• Passage provided

________________

Article of Honda R&D Technical Review Vol.25 No.2

Summary

A new chassis testing system equipped with flat belt roadways for both left and right vehicle wheels has been developed and put into operation. This system is designed to be capable of comprehensive performance evaluation of vehicle suspension and tires.
Testing of suspension characteristics using actual vehicles requires many work-hours of testing on the proving ground in order to assure measurement accuracy and to reduce deviation from environmental factors. The use of the present system, however, enables enhanced development efficiency by replacing proving grounds test evaluations with testing of the system in a fixed environment and by shortening measurement time.
This test system can be transformed into three measurement modes: the first mode can measure suspension characteristics of the front or rear wheels of a vehicle; the second mode can measure suspension assembly characteristics by testing just a suspension system with tires; and the third mode can measure the characteristics of tires alone.

________________

• Dataset rows

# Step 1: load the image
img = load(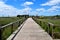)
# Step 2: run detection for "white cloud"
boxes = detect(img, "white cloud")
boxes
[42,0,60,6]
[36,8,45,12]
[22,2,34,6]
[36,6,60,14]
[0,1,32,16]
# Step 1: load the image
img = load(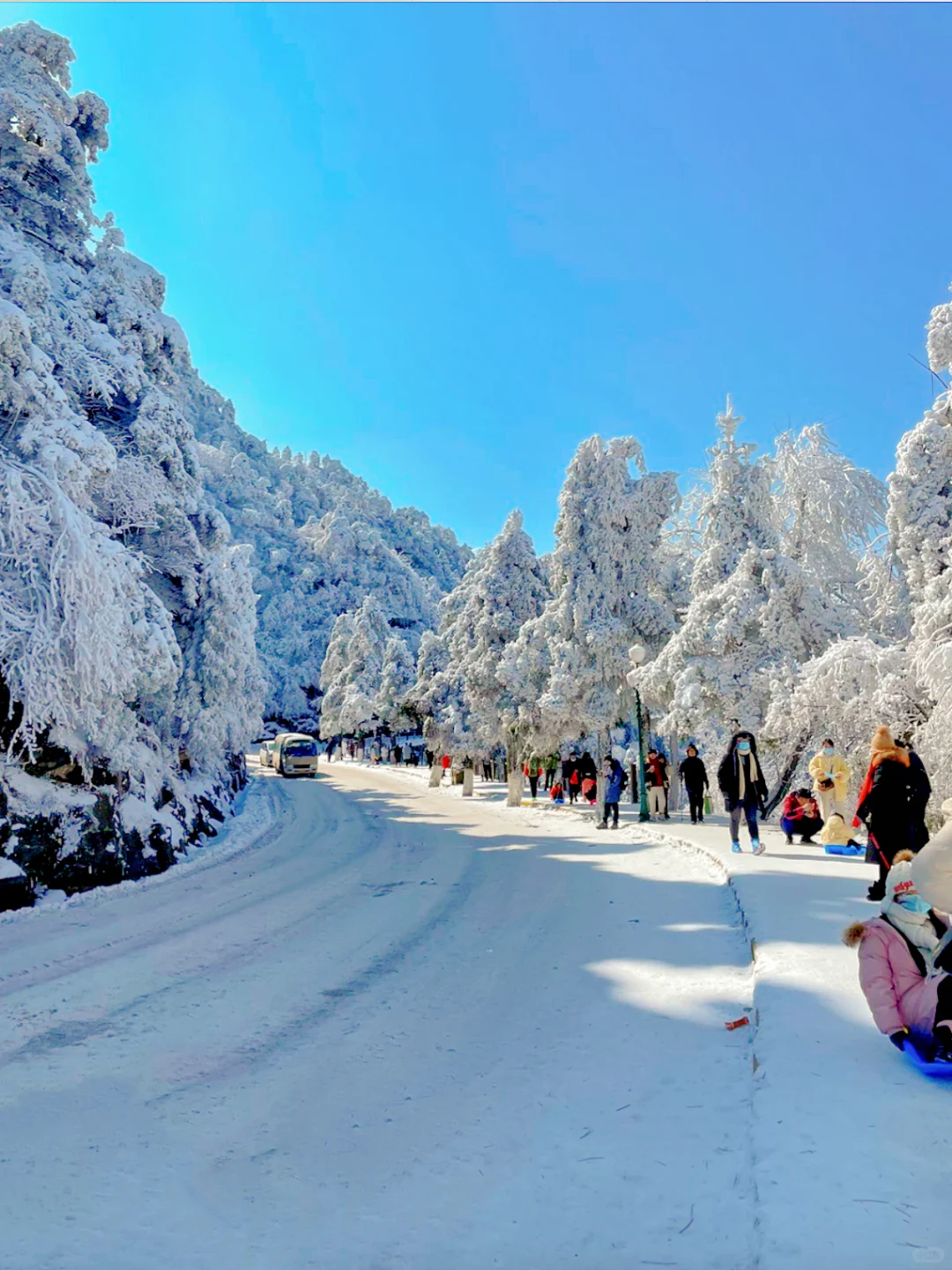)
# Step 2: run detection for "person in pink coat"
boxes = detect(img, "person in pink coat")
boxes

________________

• Exercise objective
Can you reproduce the entire passage on the flat belt chassis testing system word for word, from its opening header line through its final sentence?

• Output below
Article of Honda R&D Technical Review Vol.25 No.2

Summary

A new chassis testing system equipped with flat belt roadways for both left and right vehicle wheels has been developed and put into operation. This system is designed to be capable of comprehensive performance evaluation of vehicle suspension and tires.
Testing of suspension characteristics using actual vehicles requires many work-hours of testing on the proving ground in order to assure measurement accuracy and to reduce deviation from environmental factors. The use of the present system, however, enables enhanced development efficiency by replacing proving grounds test evaluations with testing of the system in a fixed environment and by shortening measurement time.
This test system can be transformed into three measurement modes: the first mode can measure suspension characteristics of the front or rear wheels of a vehicle; the second mode can measure suspension assembly characteristics by testing just a suspension system with tires; and the third mode can measure the characteristics of tires alone.